**Task instructions:** Reproduce the data below exactly. Skip the pictures.

**Data for the task:**
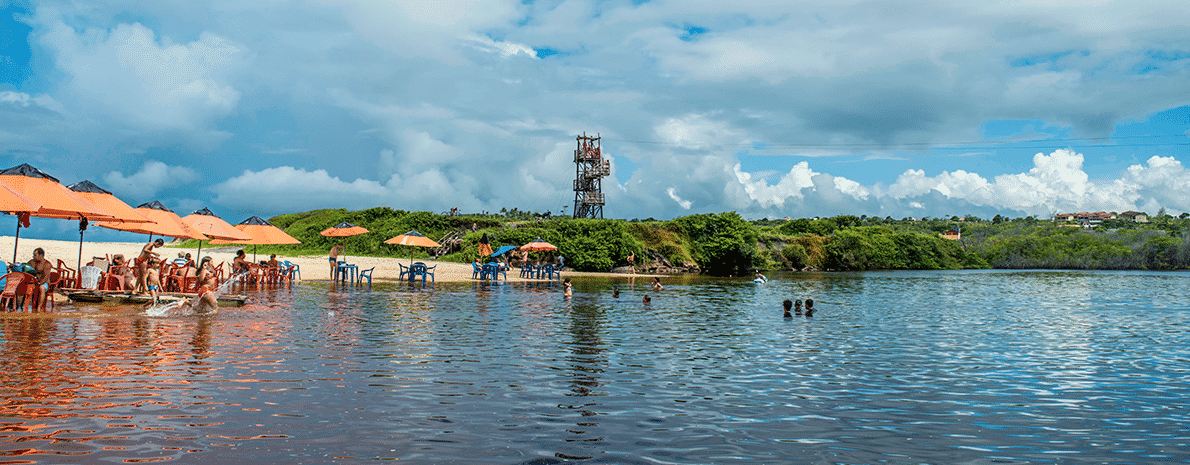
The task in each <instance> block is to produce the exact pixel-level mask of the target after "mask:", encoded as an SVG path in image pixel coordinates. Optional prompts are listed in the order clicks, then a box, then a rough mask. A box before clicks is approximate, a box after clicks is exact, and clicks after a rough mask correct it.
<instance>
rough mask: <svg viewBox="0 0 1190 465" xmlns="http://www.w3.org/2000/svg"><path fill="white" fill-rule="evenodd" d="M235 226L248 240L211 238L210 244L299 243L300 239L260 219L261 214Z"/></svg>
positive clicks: (262, 243)
mask: <svg viewBox="0 0 1190 465" xmlns="http://www.w3.org/2000/svg"><path fill="white" fill-rule="evenodd" d="M236 228H237V230H239V231H242V232H244V234H248V235H249V237H250V239H248V240H226V239H213V240H211V244H252V245H257V244H261V245H276V244H301V240H297V239H294V237H293V235H289V234H287V233H286V232H284V231H282V230H281V228H280V227H276V226H274V225H273V224H271V222H269V221H267V220H264V219H262V218H261V216H252V218H249V219H246V220H244V221H240V224H238V225H236Z"/></svg>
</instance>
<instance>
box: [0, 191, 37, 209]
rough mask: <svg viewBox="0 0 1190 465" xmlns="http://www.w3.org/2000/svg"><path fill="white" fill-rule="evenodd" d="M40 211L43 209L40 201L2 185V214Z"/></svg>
mask: <svg viewBox="0 0 1190 465" xmlns="http://www.w3.org/2000/svg"><path fill="white" fill-rule="evenodd" d="M39 209H42V203H39V202H38V201H36V200H33V199H30V197H29V196H26V195H25V194H21V193H18V191H15V190H12V189H10V188H8V187H7V186H4V184H0V212H8V213H33V212H37V210H39Z"/></svg>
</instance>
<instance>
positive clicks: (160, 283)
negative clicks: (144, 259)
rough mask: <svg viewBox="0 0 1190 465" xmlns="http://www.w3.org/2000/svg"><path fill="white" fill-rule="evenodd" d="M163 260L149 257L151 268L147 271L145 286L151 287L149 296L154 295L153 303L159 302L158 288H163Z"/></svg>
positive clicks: (147, 287) (146, 271)
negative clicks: (149, 258) (162, 284)
mask: <svg viewBox="0 0 1190 465" xmlns="http://www.w3.org/2000/svg"><path fill="white" fill-rule="evenodd" d="M159 265H161V260H159V259H157V258H150V259H149V269H148V270H146V271H145V287H146V288H149V296H150V297H152V304H155V306H156V304H157V290H159V289H161V269H159V268H158V266H159Z"/></svg>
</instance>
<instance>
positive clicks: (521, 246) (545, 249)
mask: <svg viewBox="0 0 1190 465" xmlns="http://www.w3.org/2000/svg"><path fill="white" fill-rule="evenodd" d="M521 250H527V251H530V252H544V251H551V250H558V247H557V246H556V245H553V244H550V243H546V241H545V240H541V238H537V239H533V241H532V243H528V244H525V245H522V246H521Z"/></svg>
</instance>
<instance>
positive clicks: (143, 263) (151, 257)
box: [132, 239, 165, 295]
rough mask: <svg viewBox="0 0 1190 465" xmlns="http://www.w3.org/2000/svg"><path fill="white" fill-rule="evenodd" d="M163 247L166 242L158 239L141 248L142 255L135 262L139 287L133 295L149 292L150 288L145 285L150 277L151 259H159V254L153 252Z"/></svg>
mask: <svg viewBox="0 0 1190 465" xmlns="http://www.w3.org/2000/svg"><path fill="white" fill-rule="evenodd" d="M163 245H165V241H164V240H162V239H157V240H154V241H151V243H149V244H145V246H144V247H140V255H139V256H137V258H136V259H134V260H133V262H134V263H136V265H137V287H136V288H134V289H132V293H133V294H142V295H143V294H146V293H148V291H149V287H148V284H146V283H145V277H146V276H148V271H149V259H150V258H158V256H157V252H154V251H152V250H154V249H157V247H161V246H163Z"/></svg>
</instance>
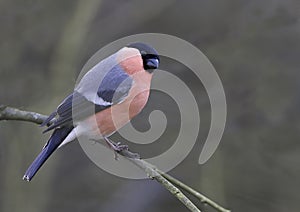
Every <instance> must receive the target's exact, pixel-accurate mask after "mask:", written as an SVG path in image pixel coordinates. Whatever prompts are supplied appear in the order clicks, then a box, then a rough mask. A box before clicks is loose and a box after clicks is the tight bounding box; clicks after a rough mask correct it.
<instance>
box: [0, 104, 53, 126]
mask: <svg viewBox="0 0 300 212" xmlns="http://www.w3.org/2000/svg"><path fill="white" fill-rule="evenodd" d="M47 117H48V116H45V115H42V114H39V113H35V112H30V111H24V110H19V109H17V108H13V107H8V106H5V105H0V121H1V120H17V121H27V122H32V123H36V124H41V123H43V121H44V120H45V119H46V118H47Z"/></svg>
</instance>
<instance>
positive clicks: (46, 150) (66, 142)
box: [23, 42, 159, 181]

**Exercise response:**
The task in each <instance> block is to produce the exact pixel-level mask of the target after "mask:", encoded as an SVG path in image pixel coordinates. Optional prompts are listed in the order clicks, then a box, then a rough mask. A box before clicks is approximate, a box after clicks is exact, and clicks after a rough mask correct it.
<instance>
rough mask: <svg viewBox="0 0 1190 465" xmlns="http://www.w3.org/2000/svg"><path fill="white" fill-rule="evenodd" d="M235 226L248 240L211 238L210 244L299 243L300 239L260 219L261 214Z"/></svg>
positive clicks: (262, 243)
mask: <svg viewBox="0 0 1190 465" xmlns="http://www.w3.org/2000/svg"><path fill="white" fill-rule="evenodd" d="M236 228H237V230H239V231H242V232H244V234H248V235H249V237H250V239H248V240H226V239H213V240H211V244H252V245H257V244H261V245H276V244H301V240H297V239H294V237H293V235H289V234H287V233H286V232H284V231H282V230H281V228H280V227H276V226H274V225H273V224H271V222H269V221H267V220H264V219H262V218H261V216H252V218H249V219H246V220H244V221H240V224H238V225H236Z"/></svg>
</instance>
<instance>
box: [0, 191, 37, 209]
rough mask: <svg viewBox="0 0 1190 465" xmlns="http://www.w3.org/2000/svg"><path fill="white" fill-rule="evenodd" d="M40 211L43 209L40 201L2 185V214Z"/></svg>
mask: <svg viewBox="0 0 1190 465" xmlns="http://www.w3.org/2000/svg"><path fill="white" fill-rule="evenodd" d="M39 209H42V203H39V202H38V201H36V200H33V199H30V197H29V196H26V195H25V194H21V193H18V191H15V190H12V189H10V188H8V187H7V186H4V184H0V212H8V213H33V212H37V210H39Z"/></svg>
</instance>
<instance>
positive clicks: (160, 283)
negative clicks: (144, 259)
rough mask: <svg viewBox="0 0 1190 465" xmlns="http://www.w3.org/2000/svg"><path fill="white" fill-rule="evenodd" d="M163 260L149 257L151 268L147 271L145 286L151 287L149 296L154 295L153 303L159 302L158 288H163Z"/></svg>
positive clicks: (147, 287) (146, 271)
negative clicks: (149, 258) (162, 284)
mask: <svg viewBox="0 0 1190 465" xmlns="http://www.w3.org/2000/svg"><path fill="white" fill-rule="evenodd" d="M159 265H161V260H159V259H157V258H150V259H149V269H148V270H146V271H145V287H146V288H149V296H150V297H152V304H155V306H156V304H157V290H159V289H161V269H159V268H158V266H159Z"/></svg>
</instance>
<instance>
positive clicks: (521, 246) (545, 249)
mask: <svg viewBox="0 0 1190 465" xmlns="http://www.w3.org/2000/svg"><path fill="white" fill-rule="evenodd" d="M521 250H527V251H530V252H544V251H551V250H558V247H557V246H556V245H553V244H550V243H546V241H545V240H541V238H537V239H533V241H532V243H528V244H525V245H522V246H521Z"/></svg>
</instance>
<instance>
positive clicks: (143, 263) (151, 257)
box: [132, 239, 165, 295]
rough mask: <svg viewBox="0 0 1190 465" xmlns="http://www.w3.org/2000/svg"><path fill="white" fill-rule="evenodd" d="M163 247L166 242L158 239L141 248L142 255L135 262L139 287L133 295L149 292L150 288L145 285L150 277L151 259H159V254L153 252Z"/></svg>
mask: <svg viewBox="0 0 1190 465" xmlns="http://www.w3.org/2000/svg"><path fill="white" fill-rule="evenodd" d="M163 245H165V241H164V240H162V239H157V240H154V241H151V243H149V244H145V246H144V247H140V255H139V256H137V258H136V259H134V260H133V262H134V263H136V265H137V287H136V288H134V289H132V293H133V294H142V295H143V294H146V293H148V291H149V287H148V284H146V283H145V277H146V276H148V271H149V259H150V258H158V256H157V252H154V251H152V250H154V249H157V247H161V246H163Z"/></svg>
</instance>
Every <instance> must receive the target's exact, pixel-accurate mask after "mask:", written as an SVG path in image pixel coordinates. Whatever prompts are supplied appear in the order clicks, then a box, then a rough mask. A box before clicks is loose and a box after clicks is the tight bounding box; clicks after a rough mask correct it.
<instance>
box: [0, 104, 53, 126]
mask: <svg viewBox="0 0 300 212" xmlns="http://www.w3.org/2000/svg"><path fill="white" fill-rule="evenodd" d="M47 117H48V116H45V115H42V114H39V113H35V112H30V111H24V110H19V109H17V108H13V107H8V106H5V105H0V121H1V120H17V121H27V122H32V123H36V124H41V123H43V121H44V120H45V119H46V118H47Z"/></svg>
</instance>
<instance>
positive clicks: (46, 150) (66, 142)
box: [23, 42, 159, 181]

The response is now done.